Brief 1 -> Print the passage from the text about Rem Koolhaas below, starting at "His father strongly" and ending at "New York City.".

▬▬▬▬▬▬

China Central Television Headquarters
Projects Volume Magazine

Remment Lucas "Rem" Koolhaas (Dutch pronunciation: [rɛm koːlɦaːs]; born 17 November 1944) is a Dutch architect, architectural theorist, urbanist and Professor in Practice of Architecture and Urban Design at the Graduate School of Design at Harvard University. Koolhaas studied at the Architectural Association School of Architecture in London and at Cornell University in Ithaca, New York. Koolhaas is the founding partner of OMA, and of its research-oriented counterpart AMO based in Rotterdam, the Netherlands. In 2005, he co-founded Volume Magazine together with Mark Wigley and Ole Bouman

In 2000, Rem Koolhaas won the Pritzker Prize.[1] In 2008, Time put him in their top 100 of The World's Most Influential People.[2]

Early life and career

Remment Koolhaas, usually abbreviated to Rem Koolhaas, was born on 17 November 1944 in Rotterdam, Netherlands to Anton Koolhaas (1912–1992) and Selinde Pietertje Roosenburg (born 1920). His father was a novelist, critic, and screenwriter. Two documentary films by Bert Haanstra for which his father wrote the scenarios were nominated for an Academy Award for Documentary Feature, one won a Golden Bear for Short Film. His maternal grandfather, Dirk Roosenburg (1887–1962), was a modernist architect who worked for Hendrik Petrus Berlage, before opening his own practice. Rem Koolhaas has a brother, Thomas, and a sister, Annabel. His paternal cousin was the architect and urban planner Teun Koolhaas (1940–2007). The family lived consecutively in Rotterdam (until 1946), Amsterdam (1946–1952), Jakarta (1952–1955), and Amsterdam (from 1955).[3][4][5]

His father strongly supported the Indonesian cause for autonomy from the colonial Dutch in his writing. When the war of independence was won, he was invited over to run a cultural programme for three years and the family moved to Jakarta in 1952. "It was a very important age for me," Koolhaas recalls "and I really lived as an Asian."[6]

In 1969, Koolhaas co-wrote The White Slave, a Dutch film noir, and later wrote an unproduced script for American soft-porn king Russ Meyer.[7]

Rem Koolhaas inspecting the Seattle Central Library model. 2005

He then was a journalist for the Haagse Post before starting studies, in 1968, in architecture at the Architectural Association School of Architecture in London, followed, in 1972, by further studies with O. Mathias Ungers at Cornell University in Ithaca, New York, followed by studies at the Institute for Architecture and Urban Studies in New York City.

▬▬▬▬▬▬

Brief 2 -> Count the lines of the records below that contain the string "building", treating uppercase and lowercase as different, and reply with only the number.

Data entries ->

▬▬▬▬▬▬

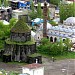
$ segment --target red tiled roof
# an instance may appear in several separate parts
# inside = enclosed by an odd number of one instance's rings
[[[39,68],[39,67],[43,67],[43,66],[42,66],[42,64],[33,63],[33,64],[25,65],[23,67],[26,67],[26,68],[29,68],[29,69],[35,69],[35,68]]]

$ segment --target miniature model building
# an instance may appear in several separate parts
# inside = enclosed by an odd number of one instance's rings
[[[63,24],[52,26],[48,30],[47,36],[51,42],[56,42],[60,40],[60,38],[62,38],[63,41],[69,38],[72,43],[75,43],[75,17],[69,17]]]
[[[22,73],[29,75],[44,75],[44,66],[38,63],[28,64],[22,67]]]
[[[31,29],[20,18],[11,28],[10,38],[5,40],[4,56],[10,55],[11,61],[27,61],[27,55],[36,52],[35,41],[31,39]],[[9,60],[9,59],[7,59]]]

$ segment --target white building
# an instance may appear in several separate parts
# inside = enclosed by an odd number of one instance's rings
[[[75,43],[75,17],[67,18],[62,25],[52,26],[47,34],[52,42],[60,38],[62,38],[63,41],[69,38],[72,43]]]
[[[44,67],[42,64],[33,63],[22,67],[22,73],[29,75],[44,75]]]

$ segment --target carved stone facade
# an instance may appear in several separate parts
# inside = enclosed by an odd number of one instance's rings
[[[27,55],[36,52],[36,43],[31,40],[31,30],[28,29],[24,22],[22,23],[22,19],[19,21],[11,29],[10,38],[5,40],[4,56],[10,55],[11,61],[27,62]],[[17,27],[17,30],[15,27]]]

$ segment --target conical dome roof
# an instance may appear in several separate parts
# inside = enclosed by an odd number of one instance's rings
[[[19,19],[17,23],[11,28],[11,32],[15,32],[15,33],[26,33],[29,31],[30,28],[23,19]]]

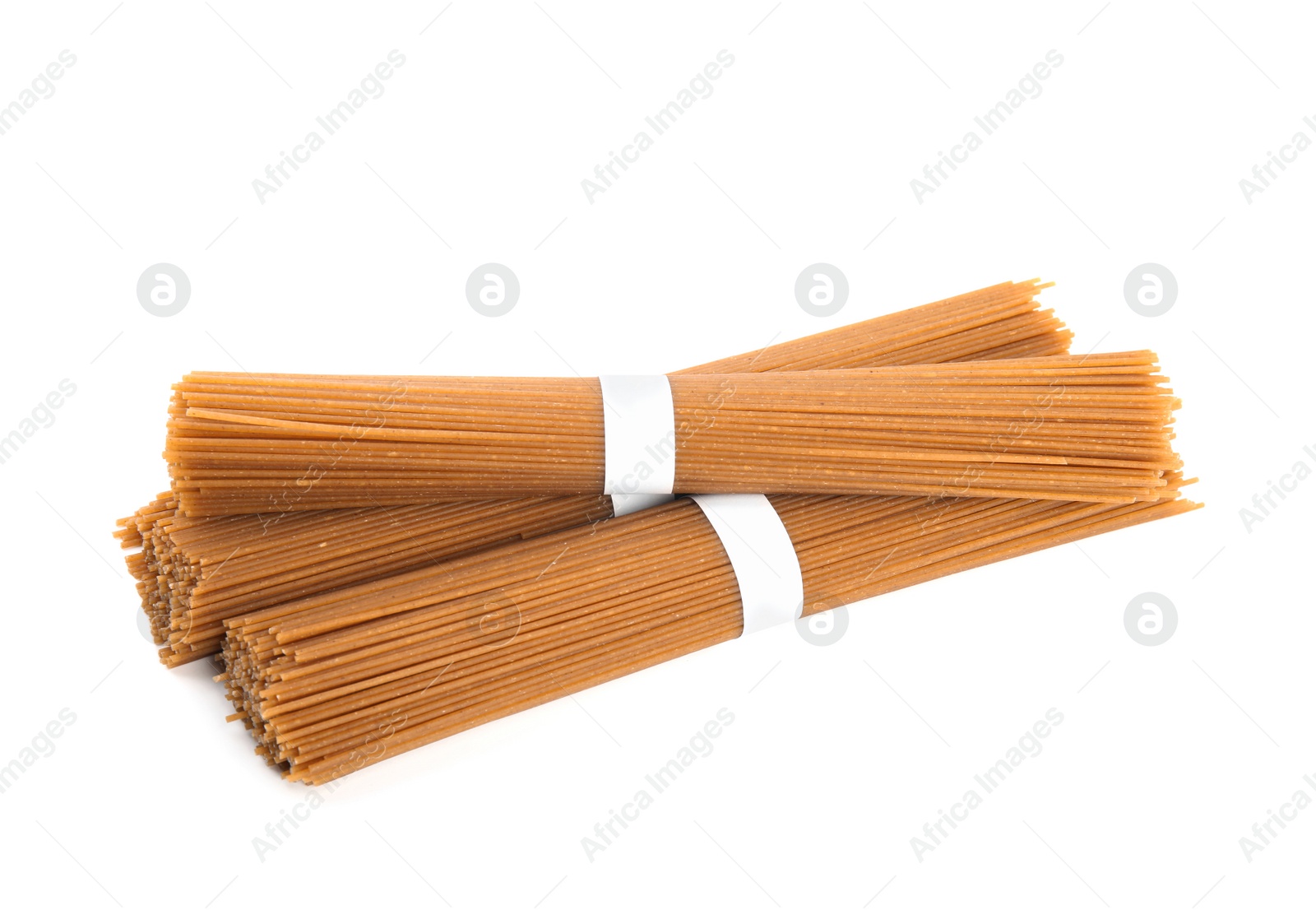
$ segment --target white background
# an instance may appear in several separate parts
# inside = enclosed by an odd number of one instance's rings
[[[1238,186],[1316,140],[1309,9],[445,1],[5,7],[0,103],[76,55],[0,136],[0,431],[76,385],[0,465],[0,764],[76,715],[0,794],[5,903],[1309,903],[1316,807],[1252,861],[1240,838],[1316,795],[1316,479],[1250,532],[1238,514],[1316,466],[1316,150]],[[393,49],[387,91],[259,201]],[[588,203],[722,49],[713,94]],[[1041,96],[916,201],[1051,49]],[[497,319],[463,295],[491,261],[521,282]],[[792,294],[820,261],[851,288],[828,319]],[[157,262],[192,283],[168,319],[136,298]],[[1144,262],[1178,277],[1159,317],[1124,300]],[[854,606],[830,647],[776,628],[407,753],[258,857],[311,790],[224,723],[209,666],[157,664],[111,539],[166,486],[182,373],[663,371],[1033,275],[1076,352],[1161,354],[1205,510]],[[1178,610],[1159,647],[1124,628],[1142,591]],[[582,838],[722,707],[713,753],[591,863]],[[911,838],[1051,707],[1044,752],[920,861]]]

▬▬▬▬▬▬

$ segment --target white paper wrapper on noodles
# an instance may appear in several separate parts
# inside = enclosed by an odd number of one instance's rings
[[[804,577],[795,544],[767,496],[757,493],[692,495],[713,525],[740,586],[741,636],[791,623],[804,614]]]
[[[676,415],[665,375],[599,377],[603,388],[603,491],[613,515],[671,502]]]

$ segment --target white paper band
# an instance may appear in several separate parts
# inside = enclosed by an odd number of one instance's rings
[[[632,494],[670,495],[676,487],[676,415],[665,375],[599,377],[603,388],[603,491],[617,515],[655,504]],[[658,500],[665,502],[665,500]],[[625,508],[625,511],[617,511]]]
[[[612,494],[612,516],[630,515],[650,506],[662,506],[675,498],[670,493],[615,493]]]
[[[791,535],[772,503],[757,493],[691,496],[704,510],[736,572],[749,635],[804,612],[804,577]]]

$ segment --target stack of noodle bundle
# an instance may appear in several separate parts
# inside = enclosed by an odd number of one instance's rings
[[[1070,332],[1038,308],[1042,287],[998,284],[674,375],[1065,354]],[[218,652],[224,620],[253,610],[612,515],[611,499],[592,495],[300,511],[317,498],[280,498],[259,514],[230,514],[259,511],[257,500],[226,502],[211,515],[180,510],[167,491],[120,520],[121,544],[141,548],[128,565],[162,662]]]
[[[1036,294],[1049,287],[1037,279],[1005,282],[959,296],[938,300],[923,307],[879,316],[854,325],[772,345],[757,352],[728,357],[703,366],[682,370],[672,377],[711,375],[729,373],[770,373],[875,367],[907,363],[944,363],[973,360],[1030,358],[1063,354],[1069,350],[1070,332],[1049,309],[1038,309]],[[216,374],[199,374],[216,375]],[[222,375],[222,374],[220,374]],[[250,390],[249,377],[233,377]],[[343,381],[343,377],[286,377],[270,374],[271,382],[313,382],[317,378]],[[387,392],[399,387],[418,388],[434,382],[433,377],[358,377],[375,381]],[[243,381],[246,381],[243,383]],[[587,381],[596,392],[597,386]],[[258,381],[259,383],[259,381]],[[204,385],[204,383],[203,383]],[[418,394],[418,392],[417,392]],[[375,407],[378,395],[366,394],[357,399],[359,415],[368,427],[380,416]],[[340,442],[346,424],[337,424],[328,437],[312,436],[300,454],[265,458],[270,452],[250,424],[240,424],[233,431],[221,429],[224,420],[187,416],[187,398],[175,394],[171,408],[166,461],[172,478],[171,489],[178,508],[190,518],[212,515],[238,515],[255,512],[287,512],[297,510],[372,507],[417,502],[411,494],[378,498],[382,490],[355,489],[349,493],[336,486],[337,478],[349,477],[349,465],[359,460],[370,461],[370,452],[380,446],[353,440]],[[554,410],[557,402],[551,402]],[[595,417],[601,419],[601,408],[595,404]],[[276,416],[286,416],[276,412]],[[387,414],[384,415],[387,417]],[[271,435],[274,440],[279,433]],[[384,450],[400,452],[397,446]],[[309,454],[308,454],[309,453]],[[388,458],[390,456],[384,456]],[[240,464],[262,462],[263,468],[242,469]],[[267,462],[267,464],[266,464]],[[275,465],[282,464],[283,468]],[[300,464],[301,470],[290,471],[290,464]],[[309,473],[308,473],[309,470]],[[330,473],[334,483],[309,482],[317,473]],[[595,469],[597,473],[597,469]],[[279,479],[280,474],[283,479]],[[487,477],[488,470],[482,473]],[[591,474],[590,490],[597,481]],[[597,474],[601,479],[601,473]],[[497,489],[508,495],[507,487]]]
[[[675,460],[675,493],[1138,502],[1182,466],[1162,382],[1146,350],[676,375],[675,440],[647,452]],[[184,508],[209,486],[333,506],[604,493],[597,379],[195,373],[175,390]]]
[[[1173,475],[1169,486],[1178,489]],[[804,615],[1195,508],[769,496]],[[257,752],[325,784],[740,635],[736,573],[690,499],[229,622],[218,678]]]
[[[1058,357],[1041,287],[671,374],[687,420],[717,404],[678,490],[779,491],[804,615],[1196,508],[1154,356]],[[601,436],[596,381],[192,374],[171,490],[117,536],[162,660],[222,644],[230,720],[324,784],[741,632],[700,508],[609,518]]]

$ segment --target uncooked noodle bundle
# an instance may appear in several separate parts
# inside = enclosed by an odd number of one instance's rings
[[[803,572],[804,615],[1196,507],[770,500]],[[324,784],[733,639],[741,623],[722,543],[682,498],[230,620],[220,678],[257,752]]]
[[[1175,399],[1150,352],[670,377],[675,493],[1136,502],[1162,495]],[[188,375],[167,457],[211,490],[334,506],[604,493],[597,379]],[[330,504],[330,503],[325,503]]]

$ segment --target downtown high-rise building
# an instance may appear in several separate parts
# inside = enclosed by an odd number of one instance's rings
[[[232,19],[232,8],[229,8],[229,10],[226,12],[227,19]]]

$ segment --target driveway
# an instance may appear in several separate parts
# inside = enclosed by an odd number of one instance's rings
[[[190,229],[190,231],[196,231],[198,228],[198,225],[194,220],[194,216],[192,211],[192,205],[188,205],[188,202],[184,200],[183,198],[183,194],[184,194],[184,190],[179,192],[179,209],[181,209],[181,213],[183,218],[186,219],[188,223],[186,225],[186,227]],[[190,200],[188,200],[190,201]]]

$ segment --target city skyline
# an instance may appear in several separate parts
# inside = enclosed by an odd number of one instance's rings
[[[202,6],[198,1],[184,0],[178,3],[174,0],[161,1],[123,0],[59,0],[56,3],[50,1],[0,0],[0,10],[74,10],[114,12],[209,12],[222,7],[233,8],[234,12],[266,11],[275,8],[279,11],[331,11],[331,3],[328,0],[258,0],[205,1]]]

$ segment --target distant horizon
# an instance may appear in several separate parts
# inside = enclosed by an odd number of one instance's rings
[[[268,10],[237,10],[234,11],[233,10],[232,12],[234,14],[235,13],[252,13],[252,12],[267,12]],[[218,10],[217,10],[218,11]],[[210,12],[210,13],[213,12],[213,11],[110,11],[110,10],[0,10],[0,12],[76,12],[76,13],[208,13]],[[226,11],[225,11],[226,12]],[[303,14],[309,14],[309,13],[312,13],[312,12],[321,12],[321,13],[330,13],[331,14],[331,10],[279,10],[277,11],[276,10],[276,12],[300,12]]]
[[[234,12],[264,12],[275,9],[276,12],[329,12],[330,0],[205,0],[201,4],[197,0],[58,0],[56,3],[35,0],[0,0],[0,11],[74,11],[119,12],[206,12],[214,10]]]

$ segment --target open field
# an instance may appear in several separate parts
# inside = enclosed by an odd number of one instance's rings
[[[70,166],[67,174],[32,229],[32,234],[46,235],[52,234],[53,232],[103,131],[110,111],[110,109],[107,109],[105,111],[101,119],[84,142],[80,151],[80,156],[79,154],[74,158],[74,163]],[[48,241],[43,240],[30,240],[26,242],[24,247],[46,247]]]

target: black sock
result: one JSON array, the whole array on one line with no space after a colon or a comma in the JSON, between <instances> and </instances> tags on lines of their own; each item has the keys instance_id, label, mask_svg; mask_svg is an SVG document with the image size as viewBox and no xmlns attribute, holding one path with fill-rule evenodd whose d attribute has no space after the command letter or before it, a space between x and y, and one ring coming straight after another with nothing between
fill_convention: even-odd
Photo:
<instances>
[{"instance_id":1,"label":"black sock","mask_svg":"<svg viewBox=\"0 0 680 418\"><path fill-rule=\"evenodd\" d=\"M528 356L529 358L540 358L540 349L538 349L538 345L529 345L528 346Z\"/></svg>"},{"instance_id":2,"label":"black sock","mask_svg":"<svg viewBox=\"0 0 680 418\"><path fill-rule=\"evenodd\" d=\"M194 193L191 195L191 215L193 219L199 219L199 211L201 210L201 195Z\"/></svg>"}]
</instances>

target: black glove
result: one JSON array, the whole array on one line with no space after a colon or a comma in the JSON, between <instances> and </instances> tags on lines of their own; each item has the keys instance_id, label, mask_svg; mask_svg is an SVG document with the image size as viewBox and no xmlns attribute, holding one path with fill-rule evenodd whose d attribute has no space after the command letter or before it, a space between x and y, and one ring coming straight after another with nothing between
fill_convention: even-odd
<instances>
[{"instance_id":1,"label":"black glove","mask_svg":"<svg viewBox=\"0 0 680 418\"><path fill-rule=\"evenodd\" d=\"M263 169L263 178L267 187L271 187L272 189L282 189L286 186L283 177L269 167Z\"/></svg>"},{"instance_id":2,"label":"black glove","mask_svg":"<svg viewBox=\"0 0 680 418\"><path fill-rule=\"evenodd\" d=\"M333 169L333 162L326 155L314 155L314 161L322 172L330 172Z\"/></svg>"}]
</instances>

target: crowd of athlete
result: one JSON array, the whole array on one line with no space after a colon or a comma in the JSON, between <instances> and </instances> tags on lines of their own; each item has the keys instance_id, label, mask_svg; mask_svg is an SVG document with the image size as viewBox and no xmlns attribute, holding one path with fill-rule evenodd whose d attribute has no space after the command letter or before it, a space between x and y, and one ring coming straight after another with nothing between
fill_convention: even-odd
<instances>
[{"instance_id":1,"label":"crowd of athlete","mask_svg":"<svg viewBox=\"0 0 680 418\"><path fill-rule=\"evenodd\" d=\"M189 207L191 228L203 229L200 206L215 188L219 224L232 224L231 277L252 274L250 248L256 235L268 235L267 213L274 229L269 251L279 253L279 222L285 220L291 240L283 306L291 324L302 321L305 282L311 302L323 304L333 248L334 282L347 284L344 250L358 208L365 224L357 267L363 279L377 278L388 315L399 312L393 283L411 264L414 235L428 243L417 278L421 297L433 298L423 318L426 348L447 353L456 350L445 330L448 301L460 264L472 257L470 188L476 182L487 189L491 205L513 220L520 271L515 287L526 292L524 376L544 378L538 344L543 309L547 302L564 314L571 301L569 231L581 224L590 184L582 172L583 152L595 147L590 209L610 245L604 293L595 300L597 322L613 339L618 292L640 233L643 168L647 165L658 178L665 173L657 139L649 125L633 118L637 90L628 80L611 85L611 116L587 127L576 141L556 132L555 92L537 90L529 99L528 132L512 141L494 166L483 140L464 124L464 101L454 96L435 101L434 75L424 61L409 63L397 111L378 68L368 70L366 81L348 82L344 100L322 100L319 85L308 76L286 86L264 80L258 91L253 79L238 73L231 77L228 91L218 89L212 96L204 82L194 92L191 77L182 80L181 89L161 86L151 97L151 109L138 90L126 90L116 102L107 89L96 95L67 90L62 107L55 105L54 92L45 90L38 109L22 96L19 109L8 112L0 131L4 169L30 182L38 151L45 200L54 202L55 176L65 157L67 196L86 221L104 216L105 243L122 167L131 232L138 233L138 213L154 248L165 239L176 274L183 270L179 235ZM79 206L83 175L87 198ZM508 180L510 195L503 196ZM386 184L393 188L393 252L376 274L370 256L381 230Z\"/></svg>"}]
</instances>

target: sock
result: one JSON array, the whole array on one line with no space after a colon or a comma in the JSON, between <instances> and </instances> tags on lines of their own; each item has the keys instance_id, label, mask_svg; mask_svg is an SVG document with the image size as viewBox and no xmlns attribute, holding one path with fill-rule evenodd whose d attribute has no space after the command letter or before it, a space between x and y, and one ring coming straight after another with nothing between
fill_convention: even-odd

▬▬▬▬▬▬

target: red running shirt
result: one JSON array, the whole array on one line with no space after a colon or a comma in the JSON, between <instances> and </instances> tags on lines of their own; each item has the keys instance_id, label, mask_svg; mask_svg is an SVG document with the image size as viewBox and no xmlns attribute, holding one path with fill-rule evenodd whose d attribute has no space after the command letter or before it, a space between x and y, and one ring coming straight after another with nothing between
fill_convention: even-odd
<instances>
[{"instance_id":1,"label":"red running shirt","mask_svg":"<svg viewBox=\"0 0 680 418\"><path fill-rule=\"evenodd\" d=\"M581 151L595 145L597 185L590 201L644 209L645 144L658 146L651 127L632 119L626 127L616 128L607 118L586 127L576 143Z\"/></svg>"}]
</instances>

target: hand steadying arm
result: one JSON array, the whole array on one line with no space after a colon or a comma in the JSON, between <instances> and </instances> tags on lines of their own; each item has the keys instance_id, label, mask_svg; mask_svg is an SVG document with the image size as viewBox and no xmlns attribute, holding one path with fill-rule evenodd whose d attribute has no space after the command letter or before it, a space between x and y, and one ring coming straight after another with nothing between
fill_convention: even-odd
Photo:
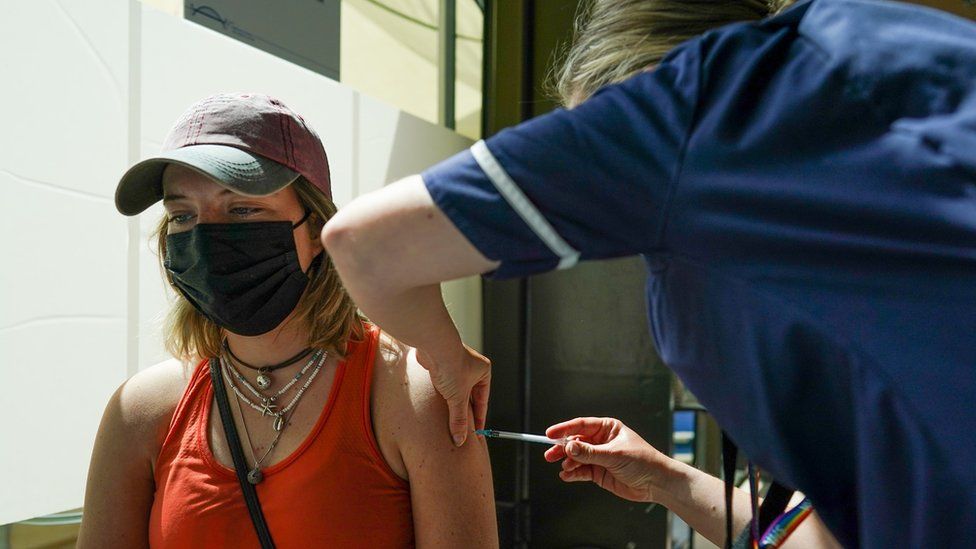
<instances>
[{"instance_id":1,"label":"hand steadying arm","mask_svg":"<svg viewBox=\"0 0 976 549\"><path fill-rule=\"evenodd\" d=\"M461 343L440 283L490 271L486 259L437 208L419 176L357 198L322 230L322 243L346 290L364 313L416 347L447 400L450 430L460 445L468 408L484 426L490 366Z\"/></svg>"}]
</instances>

▬▬▬▬▬▬

Solution 1 ->
His father strongly supported the Indonesian cause for autonomy from the colonial Dutch in his writing. When the war of independence was won, he was invited over to run a cultural programme for three years and the family moved to Jakarta in 1952. "It was a very important age for me," Koolhaas recalls "and I really lived as an Asian."[6]

In 1969, Koolhaas co-wrote The White Slave, a Dutch film noir, and later wrote an unproduced script for American soft-porn king Russ Meyer.[7]

Rem Koolhaas inspecting the Seattle Central Library model. 2005

He then was a journalist for the Haagse Post before starting studies, in 1968, in architecture at the Architectural Association School of Architecture in London, followed, in 1972, by further studies with O. Mathias Ungers at Cornell University in Ithaca, New York, followed by studies at the Institute for Architecture and Urban Studies in New York City.

Solution 2 -> 3